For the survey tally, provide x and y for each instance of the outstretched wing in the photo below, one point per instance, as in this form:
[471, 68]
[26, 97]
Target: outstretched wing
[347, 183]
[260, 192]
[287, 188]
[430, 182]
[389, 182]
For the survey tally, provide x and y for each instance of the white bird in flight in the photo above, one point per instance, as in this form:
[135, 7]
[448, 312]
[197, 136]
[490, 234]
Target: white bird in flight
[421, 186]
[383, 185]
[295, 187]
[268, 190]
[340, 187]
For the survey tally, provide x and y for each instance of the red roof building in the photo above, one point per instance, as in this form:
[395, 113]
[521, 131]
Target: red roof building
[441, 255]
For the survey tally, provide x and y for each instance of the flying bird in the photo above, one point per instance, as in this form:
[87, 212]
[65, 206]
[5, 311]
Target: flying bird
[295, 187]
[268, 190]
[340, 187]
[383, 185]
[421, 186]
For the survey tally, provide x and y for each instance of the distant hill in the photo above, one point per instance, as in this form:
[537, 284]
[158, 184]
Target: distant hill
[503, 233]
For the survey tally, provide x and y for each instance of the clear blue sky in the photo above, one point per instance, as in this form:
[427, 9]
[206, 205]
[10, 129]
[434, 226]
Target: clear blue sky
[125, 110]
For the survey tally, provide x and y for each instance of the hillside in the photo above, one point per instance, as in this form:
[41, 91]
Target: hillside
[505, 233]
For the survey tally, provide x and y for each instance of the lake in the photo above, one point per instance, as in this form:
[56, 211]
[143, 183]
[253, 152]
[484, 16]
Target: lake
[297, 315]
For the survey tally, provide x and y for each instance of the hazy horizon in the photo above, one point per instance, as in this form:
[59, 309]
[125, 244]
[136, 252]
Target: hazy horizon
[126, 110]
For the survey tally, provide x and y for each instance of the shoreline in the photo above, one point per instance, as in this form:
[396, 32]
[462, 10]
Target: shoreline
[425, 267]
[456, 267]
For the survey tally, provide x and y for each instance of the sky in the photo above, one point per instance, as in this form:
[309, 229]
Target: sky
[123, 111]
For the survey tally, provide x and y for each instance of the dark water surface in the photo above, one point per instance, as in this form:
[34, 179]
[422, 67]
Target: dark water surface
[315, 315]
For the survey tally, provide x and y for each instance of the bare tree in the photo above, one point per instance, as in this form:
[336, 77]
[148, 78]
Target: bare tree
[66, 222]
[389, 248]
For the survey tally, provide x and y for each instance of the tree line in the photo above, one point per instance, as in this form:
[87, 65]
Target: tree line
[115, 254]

- - -

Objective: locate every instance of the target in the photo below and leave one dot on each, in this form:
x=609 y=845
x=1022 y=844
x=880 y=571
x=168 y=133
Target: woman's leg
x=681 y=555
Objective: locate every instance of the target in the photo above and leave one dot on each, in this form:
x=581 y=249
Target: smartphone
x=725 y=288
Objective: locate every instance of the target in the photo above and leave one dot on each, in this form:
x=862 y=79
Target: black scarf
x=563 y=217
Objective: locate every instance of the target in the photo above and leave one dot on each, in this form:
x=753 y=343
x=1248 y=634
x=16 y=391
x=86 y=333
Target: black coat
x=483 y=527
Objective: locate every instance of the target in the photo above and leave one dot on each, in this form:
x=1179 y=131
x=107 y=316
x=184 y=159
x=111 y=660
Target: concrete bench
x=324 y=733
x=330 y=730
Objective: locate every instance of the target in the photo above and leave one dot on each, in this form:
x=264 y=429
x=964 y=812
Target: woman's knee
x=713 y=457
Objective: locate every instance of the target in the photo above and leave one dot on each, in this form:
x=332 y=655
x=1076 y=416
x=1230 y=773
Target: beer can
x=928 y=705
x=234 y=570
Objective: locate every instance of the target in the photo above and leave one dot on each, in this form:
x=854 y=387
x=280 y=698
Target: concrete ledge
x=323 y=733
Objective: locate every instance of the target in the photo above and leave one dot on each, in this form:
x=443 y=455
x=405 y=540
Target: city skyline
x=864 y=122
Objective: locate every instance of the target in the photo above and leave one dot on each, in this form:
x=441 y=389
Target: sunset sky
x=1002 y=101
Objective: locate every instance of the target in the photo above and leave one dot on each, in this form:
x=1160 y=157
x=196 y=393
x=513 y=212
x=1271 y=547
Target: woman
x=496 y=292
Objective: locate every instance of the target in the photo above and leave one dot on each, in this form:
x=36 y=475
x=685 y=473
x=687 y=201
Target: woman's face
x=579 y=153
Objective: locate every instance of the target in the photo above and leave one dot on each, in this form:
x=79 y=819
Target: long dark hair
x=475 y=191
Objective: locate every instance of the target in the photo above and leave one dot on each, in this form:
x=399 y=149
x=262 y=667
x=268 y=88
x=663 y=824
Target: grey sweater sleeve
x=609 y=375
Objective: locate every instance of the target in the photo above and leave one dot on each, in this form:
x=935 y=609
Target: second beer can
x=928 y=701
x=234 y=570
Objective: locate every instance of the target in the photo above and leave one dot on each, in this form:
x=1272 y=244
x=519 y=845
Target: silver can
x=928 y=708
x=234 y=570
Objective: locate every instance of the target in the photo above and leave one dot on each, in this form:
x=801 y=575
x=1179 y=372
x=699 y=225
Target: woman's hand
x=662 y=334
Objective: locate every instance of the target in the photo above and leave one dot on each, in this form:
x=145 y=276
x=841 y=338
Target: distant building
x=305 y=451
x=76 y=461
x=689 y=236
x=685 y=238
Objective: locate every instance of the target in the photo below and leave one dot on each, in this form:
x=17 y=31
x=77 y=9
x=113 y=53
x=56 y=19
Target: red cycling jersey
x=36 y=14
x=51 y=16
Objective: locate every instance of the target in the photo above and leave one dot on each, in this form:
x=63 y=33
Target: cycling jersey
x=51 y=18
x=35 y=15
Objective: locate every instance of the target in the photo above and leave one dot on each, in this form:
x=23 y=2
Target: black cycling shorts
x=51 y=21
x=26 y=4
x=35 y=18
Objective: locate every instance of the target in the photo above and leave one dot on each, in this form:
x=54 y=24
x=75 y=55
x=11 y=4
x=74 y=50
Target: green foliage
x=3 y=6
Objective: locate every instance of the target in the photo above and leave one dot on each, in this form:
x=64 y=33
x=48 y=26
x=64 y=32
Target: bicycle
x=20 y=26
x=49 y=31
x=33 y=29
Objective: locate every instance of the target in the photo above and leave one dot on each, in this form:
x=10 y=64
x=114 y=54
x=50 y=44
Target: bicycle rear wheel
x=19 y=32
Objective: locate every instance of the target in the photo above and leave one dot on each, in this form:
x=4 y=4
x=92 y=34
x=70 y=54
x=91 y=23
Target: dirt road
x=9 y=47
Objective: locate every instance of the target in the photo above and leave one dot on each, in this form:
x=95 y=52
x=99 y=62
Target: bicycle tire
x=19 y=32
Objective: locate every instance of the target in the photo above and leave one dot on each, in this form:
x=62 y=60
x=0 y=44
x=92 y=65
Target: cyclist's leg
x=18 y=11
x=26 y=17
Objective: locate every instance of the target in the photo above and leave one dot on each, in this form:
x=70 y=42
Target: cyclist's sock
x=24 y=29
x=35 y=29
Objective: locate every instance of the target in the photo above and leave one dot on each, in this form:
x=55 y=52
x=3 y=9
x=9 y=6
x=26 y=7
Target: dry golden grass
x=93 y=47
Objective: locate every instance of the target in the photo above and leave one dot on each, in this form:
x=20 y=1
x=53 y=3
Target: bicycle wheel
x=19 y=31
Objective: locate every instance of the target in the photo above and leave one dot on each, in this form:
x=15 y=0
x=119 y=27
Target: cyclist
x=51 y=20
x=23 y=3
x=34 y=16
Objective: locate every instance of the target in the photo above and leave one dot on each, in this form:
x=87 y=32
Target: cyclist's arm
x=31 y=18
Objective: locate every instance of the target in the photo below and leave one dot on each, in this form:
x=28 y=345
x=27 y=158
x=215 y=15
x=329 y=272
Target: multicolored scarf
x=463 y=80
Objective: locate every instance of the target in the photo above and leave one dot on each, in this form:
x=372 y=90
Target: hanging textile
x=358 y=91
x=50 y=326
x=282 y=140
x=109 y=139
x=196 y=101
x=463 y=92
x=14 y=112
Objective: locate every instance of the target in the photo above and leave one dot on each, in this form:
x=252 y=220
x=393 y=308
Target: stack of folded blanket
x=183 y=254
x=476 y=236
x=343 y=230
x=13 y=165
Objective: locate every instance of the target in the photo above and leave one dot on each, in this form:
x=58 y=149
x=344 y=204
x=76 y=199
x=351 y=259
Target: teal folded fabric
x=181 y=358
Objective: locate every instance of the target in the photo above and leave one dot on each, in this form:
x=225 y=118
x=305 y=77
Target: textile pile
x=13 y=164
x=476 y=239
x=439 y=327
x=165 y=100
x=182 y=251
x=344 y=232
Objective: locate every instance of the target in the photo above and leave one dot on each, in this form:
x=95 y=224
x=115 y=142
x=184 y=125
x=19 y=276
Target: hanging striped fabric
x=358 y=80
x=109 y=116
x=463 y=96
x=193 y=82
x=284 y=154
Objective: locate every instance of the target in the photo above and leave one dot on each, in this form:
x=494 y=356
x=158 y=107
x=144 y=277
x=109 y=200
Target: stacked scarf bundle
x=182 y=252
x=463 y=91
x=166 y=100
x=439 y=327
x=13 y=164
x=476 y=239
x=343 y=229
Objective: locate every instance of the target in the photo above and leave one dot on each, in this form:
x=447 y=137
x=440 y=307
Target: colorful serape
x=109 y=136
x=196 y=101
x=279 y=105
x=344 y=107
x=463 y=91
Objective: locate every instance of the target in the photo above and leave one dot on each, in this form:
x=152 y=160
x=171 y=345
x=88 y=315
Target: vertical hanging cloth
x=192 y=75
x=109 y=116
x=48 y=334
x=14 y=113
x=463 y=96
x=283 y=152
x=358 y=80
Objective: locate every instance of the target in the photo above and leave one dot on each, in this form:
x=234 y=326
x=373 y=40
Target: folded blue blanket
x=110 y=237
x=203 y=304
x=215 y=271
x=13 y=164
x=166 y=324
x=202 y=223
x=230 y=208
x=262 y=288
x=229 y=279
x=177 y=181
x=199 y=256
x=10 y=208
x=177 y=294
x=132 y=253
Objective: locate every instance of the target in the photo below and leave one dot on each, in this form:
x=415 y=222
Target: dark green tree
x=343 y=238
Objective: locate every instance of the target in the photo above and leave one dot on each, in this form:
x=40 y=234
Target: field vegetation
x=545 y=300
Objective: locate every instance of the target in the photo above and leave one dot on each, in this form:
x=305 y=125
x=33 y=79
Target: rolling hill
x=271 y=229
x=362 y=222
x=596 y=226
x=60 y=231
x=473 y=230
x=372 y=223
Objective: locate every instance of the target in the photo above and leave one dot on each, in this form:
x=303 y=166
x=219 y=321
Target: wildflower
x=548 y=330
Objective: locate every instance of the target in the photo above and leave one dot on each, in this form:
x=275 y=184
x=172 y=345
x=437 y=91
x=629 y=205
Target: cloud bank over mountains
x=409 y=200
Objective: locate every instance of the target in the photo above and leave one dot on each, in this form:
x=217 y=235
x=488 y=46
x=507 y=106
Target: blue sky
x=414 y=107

- - -

● Your assignment: Please give back, exactly as it stands above, the stretch from the line with "x=405 y=540" through the line with "x=841 y=338", and no line outside it.

● Written answer:
x=405 y=540
Target: city skyline
x=864 y=122
Objective: locate every instance of the target in the photo above and leave one dot on each, in this form:
x=441 y=389
Target: sunset sky
x=1002 y=101
Objective: locate every instance of the target in the photo above and leave one dot on each, in this form:
x=1160 y=157
x=196 y=393
x=513 y=212
x=1271 y=547
Target: woman
x=496 y=292
Objective: locate every instance of the target in the photo above and leave one dot on each, in this form:
x=36 y=475
x=685 y=473
x=687 y=201
Target: woman's face
x=579 y=153
Objective: locate every instance of the target in the photo above and leave one dot on each, in this form:
x=79 y=819
Target: long dark hair
x=475 y=191
Objective: locate every instance of the target in the photo above and leave one dot on each, in this form:
x=399 y=149
x=262 y=667
x=268 y=88
x=663 y=824
Target: grey sweater sleeve
x=609 y=375
Objective: locate every instance of the target in the photo above and leave one dot on each, in this form:
x=935 y=609
Target: second beer can
x=928 y=701
x=234 y=570
Objective: locate every instance of the target in the photo above and leave one dot on each, in this form:
x=1272 y=244
x=519 y=845
Target: silver can
x=928 y=708
x=234 y=570
Objective: locate every instance of the target in the photo above and leave one dot on each, in this form:
x=801 y=575
x=1179 y=372
x=699 y=225
Target: woman's hand
x=662 y=334
Objective: locate every instance of the target in the photo above and leave one dot on each, in this form:
x=145 y=276
x=841 y=338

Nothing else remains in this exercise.